Short exercise
Which lines in the items below contain the string "leaf"? Copy each one.
--- Start of Data listing ---
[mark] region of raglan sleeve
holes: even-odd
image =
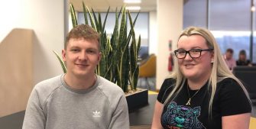
[[[124,94],[118,99],[118,103],[112,114],[109,129],[129,129],[129,114],[126,98]]]
[[[45,122],[38,93],[34,89],[28,102],[22,129],[44,129]]]

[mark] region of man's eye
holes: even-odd
[[[87,50],[89,53],[96,53],[96,52],[95,50]]]

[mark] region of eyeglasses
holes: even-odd
[[[177,58],[178,59],[184,59],[186,56],[186,53],[189,53],[191,58],[199,58],[201,56],[202,51],[212,51],[212,48],[209,49],[192,49],[190,50],[174,50],[174,53]]]

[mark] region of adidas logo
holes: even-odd
[[[92,111],[92,117],[94,118],[100,118],[101,117],[101,114],[100,114],[100,112],[98,111],[97,110],[95,111]]]

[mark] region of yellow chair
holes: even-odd
[[[157,69],[156,66],[157,56],[155,54],[151,54],[147,59],[142,60],[140,64],[139,78],[145,79],[148,89],[150,89],[148,78],[155,77]]]

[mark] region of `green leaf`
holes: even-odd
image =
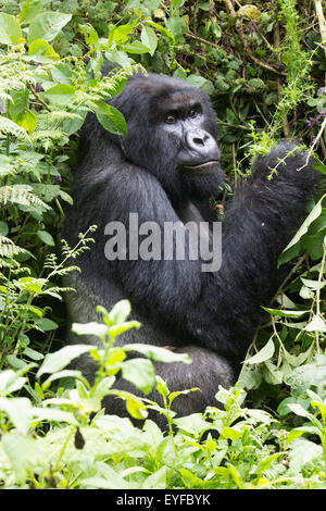
[[[24,484],[28,468],[40,461],[38,445],[29,437],[12,434],[3,435],[1,445],[10,460],[17,483]]]
[[[50,233],[47,233],[47,230],[38,230],[36,234],[43,244],[49,245],[50,247],[55,246],[54,239]]]
[[[275,346],[273,339],[269,339],[268,342],[262,348],[258,353],[255,353],[250,359],[244,361],[246,364],[259,364],[265,362],[265,360],[272,359],[275,351]]]
[[[164,13],[163,13],[163,15],[164,15]],[[156,16],[156,17],[159,17],[159,16]],[[146,23],[147,23],[148,25],[151,25],[151,26],[152,26],[153,28],[155,28],[158,32],[160,32],[160,33],[163,34],[164,36],[168,37],[168,39],[171,39],[173,42],[175,42],[173,35],[172,35],[171,32],[167,30],[164,26],[159,25],[159,23],[154,23],[154,22],[152,22],[151,20],[146,20]]]
[[[109,328],[106,325],[91,321],[90,323],[73,323],[72,332],[77,335],[96,335],[102,338],[108,335]]]
[[[166,466],[151,474],[142,484],[142,489],[164,489],[166,488]]]
[[[326,198],[326,194],[322,197],[322,199],[316,203],[316,205],[313,208],[313,210],[310,212],[297,234],[293,236],[291,241],[288,244],[288,246],[284,249],[281,254],[278,258],[278,266],[281,264],[288,262],[290,259],[293,257],[298,256],[300,251],[300,242],[302,236],[304,236],[308,233],[308,229],[310,225],[322,214],[322,202]]]
[[[22,10],[18,14],[18,20],[21,23],[28,24],[38,16],[43,9],[43,0],[26,0],[22,4]]]
[[[145,394],[149,394],[155,383],[153,364],[147,359],[127,360],[122,365],[122,375]]]
[[[49,422],[65,422],[67,424],[78,425],[78,422],[74,417],[73,413],[64,412],[62,410],[54,410],[50,408],[34,408],[33,415],[40,421]]]
[[[233,427],[223,427],[221,435],[224,438],[227,438],[228,440],[237,440],[238,438],[241,438],[243,436],[243,432],[238,432],[237,429],[234,429]]]
[[[96,113],[98,121],[108,132],[115,135],[126,135],[127,123],[118,110],[104,101],[92,101],[88,104]]]
[[[15,120],[15,123],[26,129],[27,133],[32,134],[37,125],[37,116],[32,110],[25,110],[24,115],[20,120]]]
[[[272,315],[277,315],[281,317],[300,317],[310,312],[310,311],[286,311],[286,310],[280,310],[280,309],[269,309],[268,307],[263,307],[262,309],[269,312],[269,314]]]
[[[28,60],[37,62],[51,62],[60,60],[60,55],[53,50],[52,46],[43,39],[35,39],[28,48]]]
[[[35,322],[37,326],[39,326],[43,332],[55,331],[58,328],[58,324],[54,323],[52,320],[48,320],[48,317],[40,317]]]
[[[0,42],[2,45],[17,45],[22,37],[21,25],[14,16],[0,12]]]
[[[127,53],[137,53],[137,54],[148,53],[150,51],[150,49],[147,46],[142,45],[142,42],[140,41],[129,42],[128,45],[121,45],[120,48],[123,51],[126,51]]]
[[[43,12],[34,18],[29,25],[27,41],[35,39],[51,41],[61,29],[71,21],[72,14],[62,12]]]
[[[52,103],[68,104],[71,103],[75,91],[76,89],[73,85],[58,84],[46,92],[42,92],[42,96],[48,98]]]
[[[326,332],[326,323],[322,316],[314,314],[311,322],[303,329],[305,332]]]
[[[149,48],[150,54],[153,55],[158,46],[158,37],[153,28],[149,25],[143,25],[140,39],[143,46]]]
[[[25,109],[28,107],[29,92],[26,87],[12,95],[12,102],[8,105],[8,113],[11,119],[17,122],[24,116]]]
[[[3,411],[22,435],[27,435],[32,422],[32,403],[27,398],[0,398]]]

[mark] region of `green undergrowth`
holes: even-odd
[[[8,0],[0,2],[0,487],[326,488],[325,34],[322,2]],[[106,61],[120,65],[104,78]],[[222,408],[176,419],[152,361],[188,356],[115,338],[130,306],[99,309],[64,346],[61,277],[91,250],[61,239],[78,130],[87,112],[126,133],[106,100],[135,70],[177,76],[205,90],[220,125],[225,203],[253,158],[298,138],[321,172],[308,216],[279,259],[274,302]],[[99,337],[99,348],[82,344]],[[135,345],[133,346],[135,350]],[[90,385],[70,362],[98,363]],[[196,363],[196,361],[195,361]],[[117,372],[140,396],[114,389]],[[156,386],[164,406],[149,401]],[[196,382],[193,388],[196,390]],[[105,395],[126,417],[104,414]],[[222,403],[222,404],[221,404]],[[155,409],[161,431],[148,419]],[[130,417],[130,419],[128,419]]]

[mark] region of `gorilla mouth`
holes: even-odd
[[[183,170],[191,172],[216,172],[220,171],[220,161],[210,160],[208,162],[199,163],[198,165],[183,165]]]

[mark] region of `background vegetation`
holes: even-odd
[[[105,103],[135,66],[203,88],[220,124],[224,203],[252,159],[281,137],[303,140],[326,173],[326,23],[322,0],[0,1],[0,486],[26,488],[326,488],[325,257],[323,182],[280,258],[287,278],[248,352],[238,385],[216,389],[224,410],[175,420],[150,359],[172,352],[114,347],[130,327],[128,302],[101,310],[102,349],[64,346],[60,277],[91,248],[61,240],[65,203],[87,111],[114,133]],[[109,59],[121,64],[101,79]],[[66,263],[71,266],[67,269]],[[323,301],[324,299],[324,301]],[[99,363],[93,386],[70,361]],[[184,358],[185,363],[189,360]],[[170,431],[104,415],[114,374],[143,390],[124,394],[146,419],[158,385]],[[116,392],[122,395],[122,392]],[[244,401],[246,399],[246,401]],[[174,428],[176,426],[176,428]],[[218,433],[206,434],[208,429]]]

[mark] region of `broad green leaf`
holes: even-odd
[[[34,18],[29,25],[27,41],[30,43],[35,39],[51,41],[61,29],[71,21],[72,14],[62,12],[42,12]]]
[[[127,408],[128,413],[134,419],[141,420],[141,419],[146,419],[148,415],[146,406],[134,396],[126,397],[126,408]]]
[[[322,202],[326,198],[326,194],[322,197],[322,199],[316,203],[316,205],[313,208],[313,210],[310,212],[297,234],[293,236],[291,241],[288,244],[288,246],[284,249],[281,254],[278,258],[278,266],[281,264],[286,263],[289,261],[292,257],[298,256],[299,250],[300,250],[300,241],[302,236],[304,236],[308,233],[309,226],[322,214]],[[298,247],[296,247],[298,245]],[[296,251],[293,252],[293,249],[296,247]]]
[[[28,292],[41,292],[45,284],[45,278],[22,277],[17,281],[18,287]]]
[[[141,324],[138,321],[127,321],[126,323],[121,323],[120,325],[113,325],[109,327],[109,334],[111,337],[116,337],[117,335],[124,334],[130,328],[140,328]]]
[[[21,25],[14,16],[0,12],[0,43],[17,45],[22,36]]]
[[[145,394],[149,394],[155,383],[153,364],[147,359],[127,360],[122,365],[122,375]]]
[[[115,135],[126,135],[127,123],[123,114],[114,107],[103,101],[98,101],[97,103],[101,103],[100,109],[96,109],[95,112],[101,125],[108,129],[108,132]]]
[[[71,103],[75,91],[76,89],[73,85],[58,84],[49,88],[46,92],[42,92],[42,96],[49,99],[52,103],[68,104]]]
[[[11,369],[0,373],[0,395],[5,396],[18,390],[26,383],[26,378],[20,376]]]
[[[137,53],[137,54],[148,53],[150,51],[150,49],[147,46],[142,45],[142,42],[140,41],[129,42],[128,45],[121,45],[120,48],[123,51],[126,51],[127,53]]]
[[[100,323],[73,323],[72,331],[77,335],[96,335],[105,337],[108,335],[108,326]]]
[[[142,484],[142,489],[164,489],[166,488],[166,466],[151,474]]]
[[[54,239],[47,230],[38,230],[36,234],[43,244],[49,245],[49,247],[55,246]]]
[[[26,0],[22,4],[22,10],[18,14],[18,20],[21,23],[28,24],[38,16],[43,9],[43,0]]]
[[[121,300],[108,312],[103,307],[98,307],[97,310],[103,314],[104,321],[106,320],[108,326],[118,325],[124,323],[131,312],[129,300]]]
[[[17,483],[24,484],[27,470],[40,461],[40,450],[36,440],[9,433],[2,436],[1,445],[13,468]]]
[[[27,398],[0,398],[0,410],[4,412],[22,435],[27,435],[32,422],[32,403]]]
[[[153,55],[158,46],[158,37],[153,28],[149,25],[143,25],[140,39],[143,46],[149,48],[150,54]]]
[[[134,23],[127,23],[126,25],[116,27],[113,32],[112,40],[117,43],[126,42],[129,38],[129,35],[134,30]]]
[[[275,351],[275,346],[273,339],[269,339],[268,342],[262,348],[258,353],[250,359],[244,360],[243,363],[246,364],[259,364],[261,362],[265,362],[265,360],[272,359]]]
[[[35,115],[32,110],[25,110],[23,117],[15,120],[15,123],[26,129],[26,132],[30,135],[37,125],[37,116]]]
[[[78,425],[78,422],[74,417],[73,413],[64,412],[62,410],[55,410],[51,408],[34,408],[33,415],[40,421],[49,422],[65,422],[67,424]]]
[[[300,317],[310,312],[310,311],[286,311],[286,310],[279,310],[279,309],[269,309],[268,307],[263,307],[262,309],[269,312],[269,314],[272,315],[277,315],[281,317]]]
[[[30,42],[28,58],[28,60],[45,63],[60,60],[60,55],[53,50],[52,46],[43,39],[35,39]]]
[[[163,16],[164,16],[164,12],[163,12]],[[156,17],[159,17],[159,16],[156,16]],[[154,23],[151,20],[146,20],[146,23],[148,25],[152,26],[153,28],[155,28],[158,32],[160,32],[164,36],[168,37],[174,42],[174,36],[164,26],[159,25],[158,23]]]
[[[129,484],[108,464],[102,470],[104,471],[105,477],[96,475],[87,479],[82,479],[80,484],[86,488],[102,489],[127,489],[130,487]]]
[[[55,331],[58,328],[58,324],[54,323],[52,320],[48,320],[48,317],[40,317],[36,321],[37,326],[39,326],[43,332]]]
[[[238,438],[241,438],[241,436],[243,436],[243,432],[238,432],[237,429],[234,429],[233,427],[225,426],[223,427],[221,435],[224,438],[235,441]]]
[[[15,123],[23,119],[25,110],[28,107],[28,98],[29,91],[26,87],[12,95],[12,102],[8,105],[8,113]]]
[[[61,371],[68,365],[72,360],[93,349],[95,347],[91,345],[70,345],[54,351],[54,353],[48,353],[36,376],[39,378],[42,374],[52,374],[57,371]]]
--- End of Data listing ---
Solution to this problem
[mark] region of `green leaf`
[mark] region of `broad green leaf`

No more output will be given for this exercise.